> [Assignment]:
Extend the news article about Marlin Styner, picking up right after its final sentence.
::: Supplied text :::
After 27 months in Red Deer hospital or the intensive care unit, he went to the Fanning Centre, the only place that could accommodate his care needs.

“We always maintained hope,” said Gramlich. “He could have lasted another 20 years, 20 months, 20 days or 20 minutes and he just didn’t wake up on Friday. “When I left him on Thursday evening he was fine.”

He worked with the Red Deer chapter of the Canadian Paraplegic Association in community development, government relations and advocacy.

“He was a giant of a man in terms of what he did with his life after his injury,” said Teren Clarke, Canadian Paraplegic Association Alberta chapter executive director. “Many people who face a catastrophic injury like that let the injury define them and Marlin didn’t, he chose to let his life journey define him.”

She said his work had a lasting impact on the Canadian Paraplegic Association.

“Marlin really pioneered the concept of community development,” said Clarke. “We really built a whole program around Marlin’s success in Red Deer.”

In his time in Red Deer working as a community development co-ordinator Marlin set out to look at how the city could be more wheelchair accessible.

“In a lot of communities now we have people like Marlin who work to identify barrier, environmental and attitude barriers that prevent people from fully participating as citizens,” said Clarke.

“That was based on the pilot work Marlin did in Red Deer.”

At one time he ran to be the Progressive Conservative candidate in the Red Deer-South riding. He lost to current MLA Cal Dallas.

Styner was appointed to the Alberta Premier’s Council on the Status of Persons with Disabilities in 2005 and was chair from 2008 to 2011. It was there that he crossed paths regularly with Red Deer-North MLA Mary Anne Jablonski, who at the time was the minister of seniors and community supports.

“He was an inspiration,” said Jablonski. “He never allowed his disability to be a barrier to pursuing excellence.”

Former Red Deer mayor Morris Flewwelling said Styner once went to Red Deer city council and gave a presentation on how the city could improve its accessibility for people confined to wheelchairs.

Styner worked with the city’s planning department to develop a checklist of ways to make new developments and re-developments handicapped accessible.

“He spoke so eloquently,” said Gramlich. “He knew how to talk to people and they were always interested. He didn’t talk about facts and figures and boring stuff, he’d tell a story. A fabulous story teller, you tell people a story and it means more, much more.
::: Dataset :::
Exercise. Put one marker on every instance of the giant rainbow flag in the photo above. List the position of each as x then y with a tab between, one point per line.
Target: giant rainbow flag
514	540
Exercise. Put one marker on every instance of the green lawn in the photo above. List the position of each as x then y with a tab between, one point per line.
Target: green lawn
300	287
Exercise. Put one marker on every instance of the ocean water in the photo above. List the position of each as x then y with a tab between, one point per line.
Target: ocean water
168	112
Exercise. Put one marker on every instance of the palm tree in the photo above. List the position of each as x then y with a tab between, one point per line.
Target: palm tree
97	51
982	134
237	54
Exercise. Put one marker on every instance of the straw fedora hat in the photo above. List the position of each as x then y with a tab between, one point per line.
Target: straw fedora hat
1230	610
:::
::: Dataset :::
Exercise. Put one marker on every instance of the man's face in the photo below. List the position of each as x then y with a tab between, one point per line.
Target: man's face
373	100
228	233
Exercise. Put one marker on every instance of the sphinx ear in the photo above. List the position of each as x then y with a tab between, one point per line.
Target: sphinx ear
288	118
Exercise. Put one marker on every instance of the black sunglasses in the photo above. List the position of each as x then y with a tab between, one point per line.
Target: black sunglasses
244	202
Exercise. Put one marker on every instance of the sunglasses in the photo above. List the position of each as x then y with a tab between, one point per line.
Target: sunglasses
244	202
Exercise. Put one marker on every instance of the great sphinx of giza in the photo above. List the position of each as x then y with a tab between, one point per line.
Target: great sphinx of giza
:::
> [Exercise result]:
Flewwelling said he admired Styner and how after the crash that gave Styner his disability “he just continued to use that brain of his and that will to help other people.”

“He was dedicated to improving the lot of people with disabilities and making sure they have maximum access and mobility,” said Flewwelling.

Both Flewwelling and Jablonski talked about Styner’s work for accessibility and visitability.

“I have eight steps going up to my front door and he (Styner) said ‘I can’t visit you Mary Anne. You need to have visitability,’” said Jablonski. “He taught many people about the importance of these two things. He strove for equality of all people whether they had a disability or not.”

“We didn’t have a ramp and we have five steps at the front of our house,” said Flewwelling. “One time I said to him we can entertain in the backyard, then I realized to get into our backyard you had to go through the garage door and go up three steps just to get into the backyard.

“He wanted to make sure that when people were building residential structures they would provide, as much as they could, ground level entry and wide doors.”

The premier’s council Styner served on named an award in his honour, one of three the council on the status of persons with disabilities gives out. The Marlin Styner achievement award is awarded to an Albertan with a disability and through their personal or professional achievements have brought greater recognition to the abilities of all persons with disabilities.

“He lived a very full life and I was so lucky to be along the ride with him for the last 13 and a half years,” said Gramlich. “I always maintained hope that we’d have another day and we were thankful for everyday we had and hopeful for another day.